All entries should be copied exactly, none left out.

#####

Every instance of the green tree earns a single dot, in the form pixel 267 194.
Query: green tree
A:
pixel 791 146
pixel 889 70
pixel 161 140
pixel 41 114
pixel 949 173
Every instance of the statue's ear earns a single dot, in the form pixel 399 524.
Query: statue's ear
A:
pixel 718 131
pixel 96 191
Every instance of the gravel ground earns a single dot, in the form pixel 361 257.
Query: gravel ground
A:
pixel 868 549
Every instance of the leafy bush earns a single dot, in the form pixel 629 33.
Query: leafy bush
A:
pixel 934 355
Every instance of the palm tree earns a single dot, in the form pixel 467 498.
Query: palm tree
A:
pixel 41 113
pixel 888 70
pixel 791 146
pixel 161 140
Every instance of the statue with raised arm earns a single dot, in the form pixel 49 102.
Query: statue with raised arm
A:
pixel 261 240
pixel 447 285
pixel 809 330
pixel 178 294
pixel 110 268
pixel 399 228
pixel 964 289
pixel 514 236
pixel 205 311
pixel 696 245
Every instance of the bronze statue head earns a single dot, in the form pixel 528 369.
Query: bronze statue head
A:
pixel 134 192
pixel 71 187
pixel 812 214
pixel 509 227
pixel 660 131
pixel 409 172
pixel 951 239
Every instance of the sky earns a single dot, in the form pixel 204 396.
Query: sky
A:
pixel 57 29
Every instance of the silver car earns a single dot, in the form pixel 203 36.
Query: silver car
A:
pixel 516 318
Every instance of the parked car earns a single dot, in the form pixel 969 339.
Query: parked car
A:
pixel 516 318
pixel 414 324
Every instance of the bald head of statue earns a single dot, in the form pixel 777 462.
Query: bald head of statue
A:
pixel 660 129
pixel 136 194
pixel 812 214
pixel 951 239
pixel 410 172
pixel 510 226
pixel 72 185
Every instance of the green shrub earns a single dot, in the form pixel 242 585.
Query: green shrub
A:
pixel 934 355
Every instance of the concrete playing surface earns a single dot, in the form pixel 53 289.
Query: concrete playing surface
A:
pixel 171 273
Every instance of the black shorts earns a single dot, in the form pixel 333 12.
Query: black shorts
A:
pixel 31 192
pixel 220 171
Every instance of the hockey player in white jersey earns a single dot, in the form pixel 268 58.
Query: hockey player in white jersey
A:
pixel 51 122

#####

**Answer section:**
Every instance of the green tree earns a single dot, in the form pixel 267 194.
Query: green tree
A:
pixel 791 146
pixel 889 70
pixel 161 140
pixel 41 114
pixel 949 173
Every instance of the statue's ear earns a single dot, in the form pixel 399 524.
Query: statue's ear
A:
pixel 718 131
pixel 96 191
Every instance of the gravel ground earns a single dot, in the form pixel 361 257.
Query: gravel ground
A:
pixel 868 549
Every instance of the leafy bush earns a single dot, in the form pixel 629 33.
Query: leafy bush
A:
pixel 934 355
Every instance of the palm tree earns a single dot, in the form pixel 467 498.
Query: palm tree
A:
pixel 41 113
pixel 888 70
pixel 791 146
pixel 161 140
Every instance of the statue with raised arm earns a single dot, in the form pixel 49 102.
Query: statue with raised arm
A:
pixel 261 240
pixel 447 285
pixel 809 330
pixel 178 294
pixel 110 268
pixel 399 228
pixel 964 289
pixel 514 236
pixel 205 311
pixel 696 245
Every instance of the bronze statue head earns a single dot, in the form pixel 528 369.
Query: bronze statue head
A:
pixel 134 192
pixel 71 187
pixel 812 214
pixel 509 227
pixel 660 131
pixel 409 172
pixel 951 239
Every instance of the sky earns a single dot, in the form pixel 204 396.
Query: sky
A:
pixel 57 29
Every instance of the silver car earns a single dot, in the form pixel 203 36.
Query: silver car
A:
pixel 516 318
Every instance of the parked car earns a single dot, in the form pixel 969 339.
Query: parked car
A:
pixel 516 318
pixel 414 324
Every instance of the bald head of statue earns a single dot, in the form pixel 777 462.
Query: bald head of statue
A:
pixel 660 129
pixel 136 194
pixel 812 214
pixel 951 239
pixel 410 172
pixel 510 226
pixel 72 185
Every instance of the green shrub earns a single dot, in the form pixel 242 585.
Query: green shrub
A:
pixel 934 355
Every instance of the concrete playing surface earns a single dot, in the form pixel 53 289.
Query: concrete playing surface
A:
pixel 171 273
Every instance of the black shorts earns a single dot, in the form pixel 333 12.
Query: black shorts
A:
pixel 31 192
pixel 220 171
Every instance of the hockey player in white jersey earns a single dot, in the form pixel 268 58.
Query: hockey player in white jersey
A:
pixel 51 122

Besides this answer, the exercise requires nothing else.